▸ PROBLEM STATEMENT:
Each of the entries should be retyped precisely as it appears.
--
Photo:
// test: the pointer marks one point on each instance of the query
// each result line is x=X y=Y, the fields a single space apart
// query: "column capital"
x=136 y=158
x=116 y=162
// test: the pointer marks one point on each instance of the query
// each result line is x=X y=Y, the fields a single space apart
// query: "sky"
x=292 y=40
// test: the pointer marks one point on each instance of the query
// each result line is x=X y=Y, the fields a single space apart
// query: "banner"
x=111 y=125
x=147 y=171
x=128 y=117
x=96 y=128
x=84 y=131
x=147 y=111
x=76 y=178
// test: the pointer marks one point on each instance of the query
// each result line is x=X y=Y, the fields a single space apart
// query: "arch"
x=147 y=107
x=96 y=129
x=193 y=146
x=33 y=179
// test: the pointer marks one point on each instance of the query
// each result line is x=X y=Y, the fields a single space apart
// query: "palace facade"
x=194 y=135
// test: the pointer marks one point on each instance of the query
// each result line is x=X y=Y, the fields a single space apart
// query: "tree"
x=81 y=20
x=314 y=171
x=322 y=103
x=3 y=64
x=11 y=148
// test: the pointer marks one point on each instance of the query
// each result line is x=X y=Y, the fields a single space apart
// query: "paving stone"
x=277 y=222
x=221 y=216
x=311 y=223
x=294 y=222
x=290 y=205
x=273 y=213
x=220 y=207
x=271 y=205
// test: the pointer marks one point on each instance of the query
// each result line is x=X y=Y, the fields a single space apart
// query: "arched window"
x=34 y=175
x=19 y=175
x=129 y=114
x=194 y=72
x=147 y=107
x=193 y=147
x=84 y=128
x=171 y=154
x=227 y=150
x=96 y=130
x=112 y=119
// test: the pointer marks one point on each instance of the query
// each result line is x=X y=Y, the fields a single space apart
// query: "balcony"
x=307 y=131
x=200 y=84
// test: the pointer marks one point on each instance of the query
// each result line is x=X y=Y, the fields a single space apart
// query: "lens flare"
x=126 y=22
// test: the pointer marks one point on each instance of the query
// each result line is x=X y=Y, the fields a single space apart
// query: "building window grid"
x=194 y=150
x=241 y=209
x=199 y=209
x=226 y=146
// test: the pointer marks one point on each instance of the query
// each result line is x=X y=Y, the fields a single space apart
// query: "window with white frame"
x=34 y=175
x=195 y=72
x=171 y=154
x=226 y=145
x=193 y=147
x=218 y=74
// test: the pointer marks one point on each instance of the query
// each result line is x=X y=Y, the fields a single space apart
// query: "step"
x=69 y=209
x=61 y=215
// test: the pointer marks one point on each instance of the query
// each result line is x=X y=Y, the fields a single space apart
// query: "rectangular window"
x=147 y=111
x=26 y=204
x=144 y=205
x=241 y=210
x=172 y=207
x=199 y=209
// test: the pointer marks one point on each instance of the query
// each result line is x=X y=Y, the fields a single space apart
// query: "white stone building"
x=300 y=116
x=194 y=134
--
▸ SOLVED EXERCISE:
Photo:
// test: the pointer marks one point on each instance of the query
// each result line is x=X y=Y, the fields a single space apart
// query: "column capital"
x=136 y=158
x=116 y=162
// test: the pointer marks one point on each instance of the query
// each result line is x=X y=Y, the fields a single space apart
// query: "sky"
x=292 y=40
// test: the pointer marks one point on each instance of the query
// each result line is x=X y=Y, the fields a single space apart
// query: "banner"
x=111 y=125
x=147 y=171
x=128 y=117
x=96 y=128
x=84 y=131
x=147 y=111
x=76 y=178
// test: the pointer marks one point on each instance of the query
// each result line is x=X y=Y, the fields a single space apart
// query: "arch"
x=147 y=107
x=96 y=129
x=193 y=146
x=33 y=179
// test: the pointer marks one point on each instance of the query
// each result line is x=X y=Y, the fields a single space apart
// query: "palace facade"
x=194 y=135
// test: the pointer marks one point on each instance of the query
// each result line is x=X y=Y, the fields a single space apart
// query: "tree"
x=81 y=20
x=314 y=171
x=322 y=103
x=3 y=64
x=11 y=148
// test: the pointer marks one point on each instance of the query
// each result line is x=X y=Y, the fields a single space apart
// query: "paving stone"
x=277 y=222
x=221 y=216
x=311 y=223
x=294 y=222
x=290 y=205
x=273 y=213
x=220 y=207
x=271 y=205
// test: the pointer marks one point on each instance of the query
// each result line is x=X y=Y, the fields a single space apart
// query: "arched window"
x=34 y=175
x=19 y=175
x=129 y=114
x=194 y=72
x=147 y=107
x=193 y=147
x=84 y=128
x=171 y=154
x=227 y=150
x=96 y=130
x=112 y=119
// test: the pointer marks one point on each instance of the query
// each result line is x=X y=Y, the fields a single space apart
// query: "balcony"
x=307 y=131
x=200 y=84
// test: the pointer marks one point on each instance of the query
// each result line is x=X y=Y, the fields a single space apart
// query: "lens flare"
x=126 y=22
// test: the pointer marks one point on each instance of the query
// each result line is x=X y=Y, the fields a single space apart
// query: "building window grid"
x=194 y=150
x=241 y=209
x=199 y=209
x=226 y=146
// test: the pointer marks one point on each instance of the query
// each result line is x=X y=Y, the fields a single space apart
// query: "window with white frame"
x=34 y=175
x=195 y=72
x=171 y=154
x=226 y=145
x=193 y=147
x=218 y=74
// test: the pointer marks one point on each instance of the query
// each result line is x=X y=Y, the fields a single space apart
// query: "step"
x=69 y=209
x=61 y=215
// test: the pointer marks one point on each instance of the query
// each result line is x=X y=Y, the fields a single space apart
// query: "rectangular window"
x=147 y=111
x=26 y=204
x=144 y=205
x=241 y=210
x=172 y=207
x=199 y=209
// test: the pointer marks one point on each instance of the query
// each result line is x=X y=Y, the fields a single space apart
// query: "white stone building"
x=300 y=116
x=194 y=134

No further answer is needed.